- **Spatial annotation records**
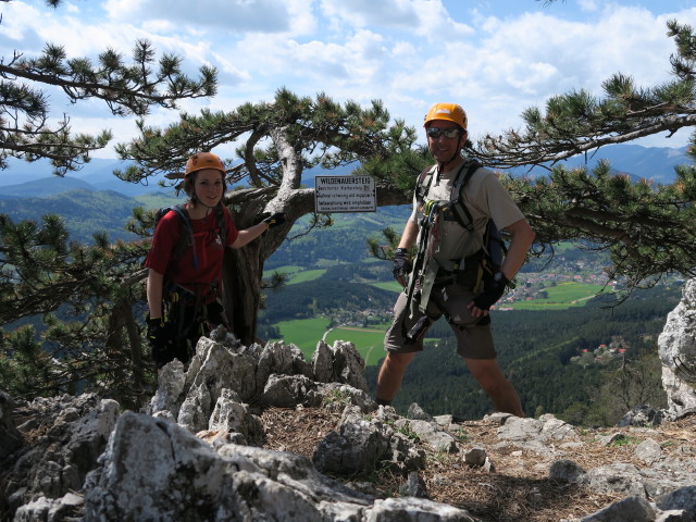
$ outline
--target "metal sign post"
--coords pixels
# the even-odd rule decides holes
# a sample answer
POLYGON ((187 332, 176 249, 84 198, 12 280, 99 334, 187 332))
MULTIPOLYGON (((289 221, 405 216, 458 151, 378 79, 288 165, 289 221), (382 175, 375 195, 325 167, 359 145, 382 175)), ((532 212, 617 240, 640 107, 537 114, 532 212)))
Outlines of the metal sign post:
POLYGON ((315 212, 376 212, 371 176, 314 176, 315 212))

- **Problem description**
Reproduce the entire listing above word for word, leaving out the pictures.

- **Result below**
$ outline
--target "metal sign post"
--coords pixels
# the even-odd rule decides holes
# a sample answer
POLYGON ((187 332, 176 249, 84 198, 12 280, 99 334, 187 332))
MULTIPOLYGON (((289 221, 405 216, 458 151, 378 79, 288 165, 289 221), (382 175, 375 195, 325 167, 359 145, 382 175)), ((532 212, 617 240, 640 107, 537 114, 532 212)))
Outlines of the metal sign post:
POLYGON ((315 212, 376 212, 371 176, 314 176, 315 212))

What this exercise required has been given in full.